- _Objective_
Rewrite each of the lines below, substituting "mark" for every occurrence of "annotate" and leaving everything else unchanged. Omit the pictures from your version.

- _Exercise data_
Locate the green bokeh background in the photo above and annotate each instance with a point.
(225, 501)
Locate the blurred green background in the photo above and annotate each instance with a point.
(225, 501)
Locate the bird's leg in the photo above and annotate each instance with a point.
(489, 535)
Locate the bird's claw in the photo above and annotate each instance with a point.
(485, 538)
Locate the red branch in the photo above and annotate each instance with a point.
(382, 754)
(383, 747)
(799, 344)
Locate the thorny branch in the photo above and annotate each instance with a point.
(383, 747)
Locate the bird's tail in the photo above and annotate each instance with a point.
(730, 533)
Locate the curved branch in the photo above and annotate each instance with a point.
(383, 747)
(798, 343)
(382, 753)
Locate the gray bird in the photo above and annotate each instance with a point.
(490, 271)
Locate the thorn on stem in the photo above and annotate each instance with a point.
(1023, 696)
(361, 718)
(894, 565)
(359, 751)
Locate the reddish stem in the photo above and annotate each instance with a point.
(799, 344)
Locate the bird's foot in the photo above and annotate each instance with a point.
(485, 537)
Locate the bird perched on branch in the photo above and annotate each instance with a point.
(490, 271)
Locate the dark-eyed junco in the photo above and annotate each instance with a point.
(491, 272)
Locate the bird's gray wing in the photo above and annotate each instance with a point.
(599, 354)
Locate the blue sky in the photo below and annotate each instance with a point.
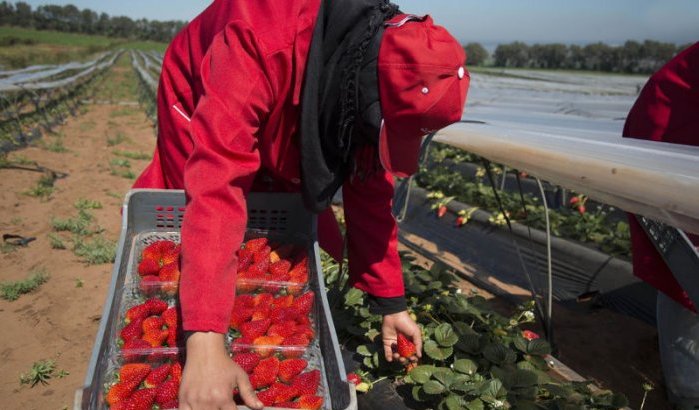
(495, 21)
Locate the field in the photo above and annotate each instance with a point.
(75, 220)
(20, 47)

- _Solution for this exercise_
Locate the green bokeh background in the photo above and mark each instance with a point.
(225, 501)
Locate the blurred green background in the photo above and mark each instance with a point.
(225, 501)
Locate the bird's leg in the photo above and mark each instance with a point.
(489, 535)
Locate the bird's claw in the photo above and mark each instance with a point.
(485, 538)
Locate the red branch in the photo above and mark each instance with a point.
(382, 754)
(383, 747)
(799, 344)
Locate the thorny branch in the photo above and mark each instance with a point.
(383, 747)
Locate the bird's tail in the photo above and mark each instance with a point.
(730, 533)
Locate the curved branch in the photo above and mark each instance with a point.
(383, 747)
(798, 343)
(382, 753)
Locate the gray bird in the photo above and mark each instance with a point.
(490, 271)
Locate the thorn on stem in the photo above and mark each instance with a point.
(1023, 696)
(361, 718)
(894, 565)
(359, 751)
Locate the reddish stem in the photo above and mark each instance with a point.
(799, 344)
Locate the bird's foot in the photo above and mark each instance with a point.
(485, 537)
Locate the bird perched on branch in the photo above and mark each instance with a point.
(490, 271)
Locate the dark-eyed junco in the photo above and mark each instance with a point.
(491, 272)
Locate the bird's gray wing in the photo above and mark each instance with a point.
(599, 354)
Locate the blue sky in the photo below and mark each instance with a point.
(495, 21)
Locate the field in the photo above and mark each instance with a point.
(75, 220)
(20, 47)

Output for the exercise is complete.